EXERCISE OBJECTIVE: Copy verbatim the stretch of the items from the line containing "Task: tag the lower" through the last line of the items, both ends included.

-- -- --

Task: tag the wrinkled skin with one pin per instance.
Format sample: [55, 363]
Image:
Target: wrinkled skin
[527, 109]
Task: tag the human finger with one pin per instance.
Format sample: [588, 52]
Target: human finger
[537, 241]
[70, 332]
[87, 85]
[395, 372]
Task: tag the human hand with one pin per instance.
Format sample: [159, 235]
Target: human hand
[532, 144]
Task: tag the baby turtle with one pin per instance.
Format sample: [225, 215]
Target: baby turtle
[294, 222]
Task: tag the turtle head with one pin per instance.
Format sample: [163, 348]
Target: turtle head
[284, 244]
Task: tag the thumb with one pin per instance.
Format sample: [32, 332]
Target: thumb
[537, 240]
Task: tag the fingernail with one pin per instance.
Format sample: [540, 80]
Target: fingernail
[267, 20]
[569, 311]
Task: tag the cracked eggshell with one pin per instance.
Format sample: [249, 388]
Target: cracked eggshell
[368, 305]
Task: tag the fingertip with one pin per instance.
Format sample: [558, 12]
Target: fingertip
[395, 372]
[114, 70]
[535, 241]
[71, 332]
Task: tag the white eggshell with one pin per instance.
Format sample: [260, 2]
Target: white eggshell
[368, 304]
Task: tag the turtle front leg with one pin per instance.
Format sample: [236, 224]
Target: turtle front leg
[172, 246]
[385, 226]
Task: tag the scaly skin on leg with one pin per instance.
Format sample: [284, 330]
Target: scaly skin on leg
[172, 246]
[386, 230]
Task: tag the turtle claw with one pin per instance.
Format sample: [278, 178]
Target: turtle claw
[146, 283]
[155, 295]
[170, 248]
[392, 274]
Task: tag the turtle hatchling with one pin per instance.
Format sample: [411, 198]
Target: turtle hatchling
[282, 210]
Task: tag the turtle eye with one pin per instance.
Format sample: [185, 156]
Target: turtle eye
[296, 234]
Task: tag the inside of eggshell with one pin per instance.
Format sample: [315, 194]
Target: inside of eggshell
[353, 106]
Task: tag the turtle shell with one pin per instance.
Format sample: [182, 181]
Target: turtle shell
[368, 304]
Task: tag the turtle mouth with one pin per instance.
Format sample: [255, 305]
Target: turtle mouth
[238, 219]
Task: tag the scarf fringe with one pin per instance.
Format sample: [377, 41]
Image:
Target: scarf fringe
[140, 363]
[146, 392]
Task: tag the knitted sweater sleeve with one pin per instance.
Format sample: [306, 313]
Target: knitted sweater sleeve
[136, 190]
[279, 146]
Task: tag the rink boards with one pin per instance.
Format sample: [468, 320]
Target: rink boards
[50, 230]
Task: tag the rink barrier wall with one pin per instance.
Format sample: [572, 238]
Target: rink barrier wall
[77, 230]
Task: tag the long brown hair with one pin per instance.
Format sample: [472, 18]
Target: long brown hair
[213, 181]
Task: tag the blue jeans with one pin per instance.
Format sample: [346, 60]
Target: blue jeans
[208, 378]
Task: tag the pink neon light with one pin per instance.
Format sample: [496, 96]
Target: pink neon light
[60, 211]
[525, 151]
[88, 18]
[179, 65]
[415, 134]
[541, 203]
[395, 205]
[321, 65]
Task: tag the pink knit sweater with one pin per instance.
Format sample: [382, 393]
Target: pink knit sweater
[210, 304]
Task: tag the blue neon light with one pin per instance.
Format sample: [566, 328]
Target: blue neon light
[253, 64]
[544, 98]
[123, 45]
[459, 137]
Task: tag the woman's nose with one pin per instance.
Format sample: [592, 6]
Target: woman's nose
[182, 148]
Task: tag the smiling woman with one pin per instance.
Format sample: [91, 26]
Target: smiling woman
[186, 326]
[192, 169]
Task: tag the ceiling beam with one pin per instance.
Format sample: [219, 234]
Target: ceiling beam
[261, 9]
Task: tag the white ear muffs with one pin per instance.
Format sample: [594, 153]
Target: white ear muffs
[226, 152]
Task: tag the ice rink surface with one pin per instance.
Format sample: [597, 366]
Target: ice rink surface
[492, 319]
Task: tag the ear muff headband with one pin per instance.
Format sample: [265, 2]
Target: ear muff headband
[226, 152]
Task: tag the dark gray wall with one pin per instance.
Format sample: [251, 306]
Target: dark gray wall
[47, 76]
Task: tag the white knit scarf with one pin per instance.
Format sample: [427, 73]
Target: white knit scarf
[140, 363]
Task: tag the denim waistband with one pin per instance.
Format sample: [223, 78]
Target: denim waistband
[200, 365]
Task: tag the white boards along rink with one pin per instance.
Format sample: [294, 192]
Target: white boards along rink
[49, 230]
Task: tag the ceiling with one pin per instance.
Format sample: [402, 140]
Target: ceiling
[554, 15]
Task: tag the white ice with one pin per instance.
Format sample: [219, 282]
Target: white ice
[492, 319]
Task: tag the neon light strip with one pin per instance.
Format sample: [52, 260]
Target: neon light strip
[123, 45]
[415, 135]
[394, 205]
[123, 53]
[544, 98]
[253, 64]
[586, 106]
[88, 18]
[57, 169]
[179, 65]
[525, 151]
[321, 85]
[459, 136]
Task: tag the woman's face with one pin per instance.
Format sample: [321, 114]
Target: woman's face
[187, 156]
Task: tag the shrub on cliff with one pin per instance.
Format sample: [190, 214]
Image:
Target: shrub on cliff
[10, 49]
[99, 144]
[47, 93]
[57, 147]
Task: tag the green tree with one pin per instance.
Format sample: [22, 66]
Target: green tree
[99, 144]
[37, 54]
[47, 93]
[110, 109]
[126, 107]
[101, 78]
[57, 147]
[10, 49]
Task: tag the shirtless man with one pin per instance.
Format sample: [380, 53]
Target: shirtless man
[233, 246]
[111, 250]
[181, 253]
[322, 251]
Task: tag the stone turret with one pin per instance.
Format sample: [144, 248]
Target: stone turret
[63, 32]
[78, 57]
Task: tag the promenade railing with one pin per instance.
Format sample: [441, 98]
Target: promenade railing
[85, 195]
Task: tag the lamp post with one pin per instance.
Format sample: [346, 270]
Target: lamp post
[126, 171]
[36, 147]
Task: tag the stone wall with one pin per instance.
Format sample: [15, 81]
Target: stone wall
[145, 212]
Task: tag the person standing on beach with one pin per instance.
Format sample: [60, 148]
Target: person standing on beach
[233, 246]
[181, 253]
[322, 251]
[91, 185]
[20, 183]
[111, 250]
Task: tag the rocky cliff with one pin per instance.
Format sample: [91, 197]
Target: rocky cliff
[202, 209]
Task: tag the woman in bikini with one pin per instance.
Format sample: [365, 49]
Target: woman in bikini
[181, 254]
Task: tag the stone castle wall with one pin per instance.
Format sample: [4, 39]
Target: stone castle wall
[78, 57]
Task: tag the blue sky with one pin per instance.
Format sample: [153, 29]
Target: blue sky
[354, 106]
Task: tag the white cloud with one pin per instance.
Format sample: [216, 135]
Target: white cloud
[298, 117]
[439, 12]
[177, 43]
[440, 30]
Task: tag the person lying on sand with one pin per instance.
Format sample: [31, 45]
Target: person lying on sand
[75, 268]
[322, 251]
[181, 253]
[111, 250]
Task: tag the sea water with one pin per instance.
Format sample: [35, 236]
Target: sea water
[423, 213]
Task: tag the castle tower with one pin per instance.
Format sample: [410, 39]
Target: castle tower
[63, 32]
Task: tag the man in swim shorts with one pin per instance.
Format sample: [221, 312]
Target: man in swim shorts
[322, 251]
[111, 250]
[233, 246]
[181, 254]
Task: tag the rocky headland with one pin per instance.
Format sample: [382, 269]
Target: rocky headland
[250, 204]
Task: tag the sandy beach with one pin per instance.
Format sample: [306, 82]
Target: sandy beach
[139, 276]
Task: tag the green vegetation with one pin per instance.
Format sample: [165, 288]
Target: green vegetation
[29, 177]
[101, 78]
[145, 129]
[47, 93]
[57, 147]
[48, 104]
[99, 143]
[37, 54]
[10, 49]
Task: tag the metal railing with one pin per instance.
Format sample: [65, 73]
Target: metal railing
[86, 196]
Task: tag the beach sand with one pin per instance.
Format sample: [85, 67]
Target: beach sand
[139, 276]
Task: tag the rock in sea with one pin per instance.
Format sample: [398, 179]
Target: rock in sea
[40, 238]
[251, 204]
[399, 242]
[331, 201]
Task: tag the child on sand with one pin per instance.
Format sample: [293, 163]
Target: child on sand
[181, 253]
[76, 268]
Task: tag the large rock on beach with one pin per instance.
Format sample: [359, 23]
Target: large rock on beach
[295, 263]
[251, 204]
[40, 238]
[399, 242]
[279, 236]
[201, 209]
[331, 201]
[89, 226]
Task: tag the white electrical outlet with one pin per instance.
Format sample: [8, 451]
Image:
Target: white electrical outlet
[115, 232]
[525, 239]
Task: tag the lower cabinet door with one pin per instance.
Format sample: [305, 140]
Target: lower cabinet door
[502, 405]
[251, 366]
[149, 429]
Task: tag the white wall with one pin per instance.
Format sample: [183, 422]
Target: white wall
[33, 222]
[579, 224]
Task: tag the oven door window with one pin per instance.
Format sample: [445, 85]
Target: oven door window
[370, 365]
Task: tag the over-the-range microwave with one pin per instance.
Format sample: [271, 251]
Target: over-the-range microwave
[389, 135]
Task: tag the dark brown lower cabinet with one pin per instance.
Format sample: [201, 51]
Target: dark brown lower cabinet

-- -- --

FINISHED TASK:
Task: tag the lower cabinet door with one pin per instance.
Format sample: [305, 140]
Target: lower cabinet door
[502, 405]
[251, 366]
[149, 429]
Task: tag the white wall with one pin per instance.
Format sample: [183, 422]
Target: white wall
[33, 222]
[579, 224]
Task: tag the oven door window with one pin per instance.
Format sample: [445, 85]
Target: oven door window
[370, 365]
Task: tag the over-the-range microwave with one pin per instance.
Format sample: [271, 251]
Target: over-the-range microwave
[389, 135]
Task: tag the dark brown lower cabinet with one pin per instance.
Format sample: [201, 51]
Target: dark brown lower cabinet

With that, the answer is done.